▶ _Aufgabenstellung_
Wie lange dauert laut dem Text über die Hamburger Gipfeltouren die Tagestour der „Seven Elb Summits“?

Die kürzeste Tour führt zum Hügelgrab Taterberg, mit ganzen zwei Höhenmetern, 100 Metern Strecke und fünf Minuten Gehzeit; die längste Tour dauert auch gerade mal etwa zwei Stunden. Deshalb ist es gut, dass Kombinationsmöglichkeiten angegeben sind, bis hin zur ultimativen Challenge: den „Seven Elb Summits“. Die jeweils höchsten Punkte der sieben Hamburger Verwaltungsbezirke lassen sich „by fair means“, also nur mit Öffis, als Tagestour in 16 Stunden erstürmen (die Hälfte davon Gehzeit) – ein tatsächlich strammes Programm, für das ein ausgetüftelter Zeitplan inklusive ÖV-Verbindungen angeboten wird. Den Abschluss des Buchs bilden ein Gipfel-Gesamtverzeichnis, sortiert nach Höhe, und eine alphabetische Touren-Übersicht mit Eintragungsmöglichkeit für „Bezwingungs“-Datum, Begleitung, Wetter und Stimmung.

▶ _Extrahierte Daten_
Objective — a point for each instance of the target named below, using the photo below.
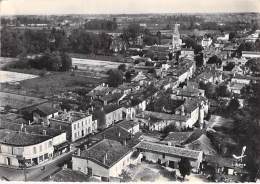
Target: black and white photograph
(130, 91)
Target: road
(36, 173)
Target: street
(35, 173)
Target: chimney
(44, 132)
(22, 127)
(105, 158)
(86, 146)
(182, 110)
(124, 142)
(78, 152)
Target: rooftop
(162, 116)
(170, 150)
(202, 144)
(127, 124)
(68, 175)
(106, 152)
(177, 137)
(15, 138)
(70, 117)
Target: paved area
(35, 173)
(150, 172)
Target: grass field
(7, 76)
(54, 83)
(18, 101)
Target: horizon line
(136, 13)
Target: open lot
(94, 65)
(18, 101)
(6, 60)
(151, 172)
(6, 76)
(54, 83)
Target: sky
(12, 7)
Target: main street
(35, 173)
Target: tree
(66, 62)
(122, 67)
(222, 91)
(233, 105)
(184, 167)
(199, 60)
(214, 60)
(115, 78)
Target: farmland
(94, 65)
(54, 83)
(6, 76)
(18, 101)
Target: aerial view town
(129, 97)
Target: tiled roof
(169, 150)
(177, 137)
(202, 144)
(68, 175)
(46, 109)
(112, 151)
(127, 124)
(14, 138)
(111, 108)
(162, 116)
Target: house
(240, 79)
(176, 138)
(212, 76)
(129, 125)
(203, 144)
(108, 115)
(157, 121)
(105, 159)
(250, 54)
(206, 42)
(20, 146)
(168, 155)
(187, 92)
(43, 113)
(77, 124)
(68, 175)
(223, 165)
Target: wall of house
(194, 117)
(81, 164)
(59, 139)
(114, 116)
(117, 169)
(82, 128)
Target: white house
(78, 124)
(105, 159)
(18, 146)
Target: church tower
(176, 41)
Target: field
(54, 83)
(18, 101)
(94, 65)
(6, 60)
(7, 76)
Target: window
(34, 150)
(50, 144)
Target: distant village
(170, 113)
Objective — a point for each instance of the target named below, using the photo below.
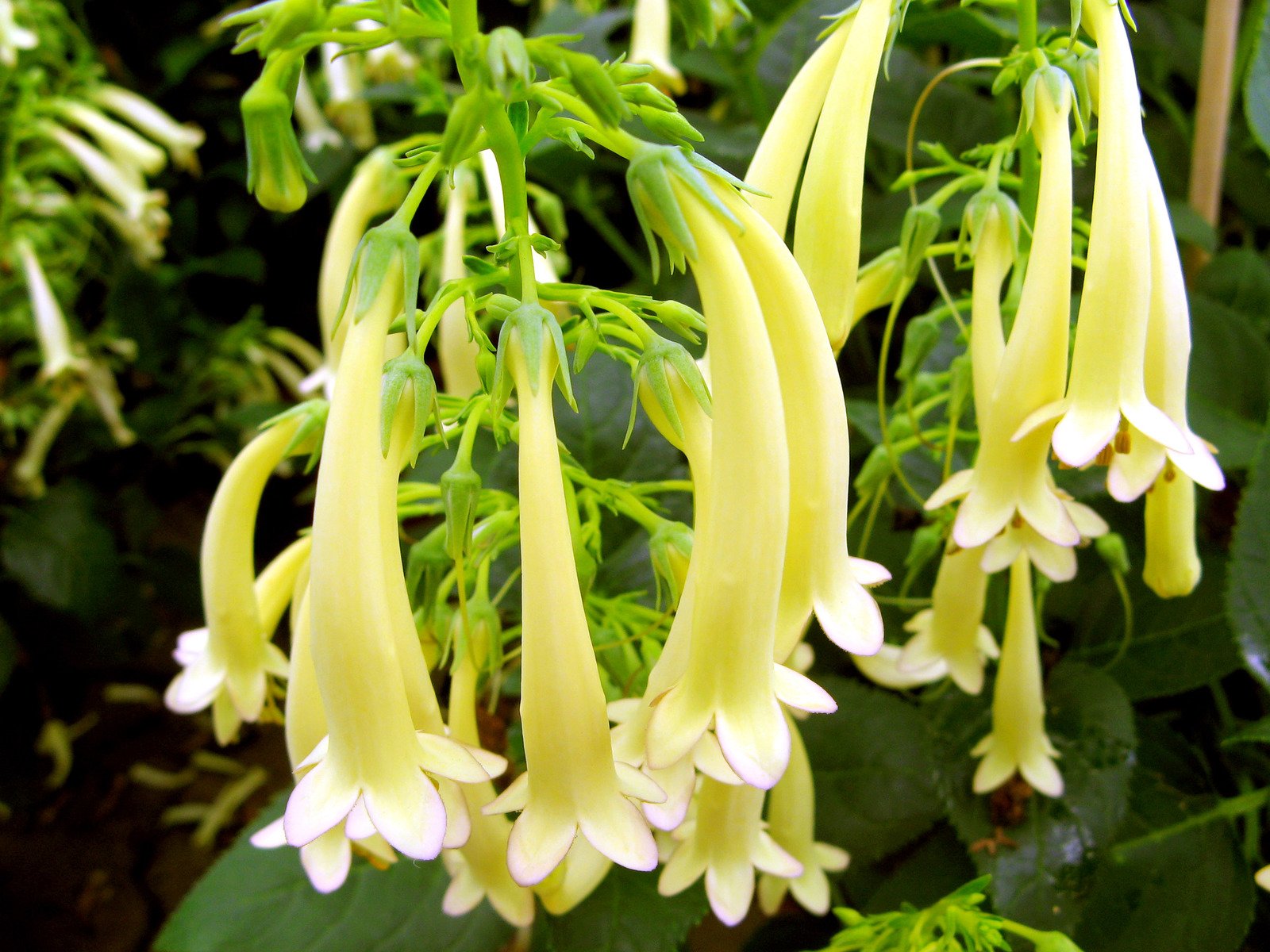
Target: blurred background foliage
(1155, 725)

▶ _Schriftliche Antwort_
Sie dauert 16 Stunden, die Hälfte davon ist Gehzeit.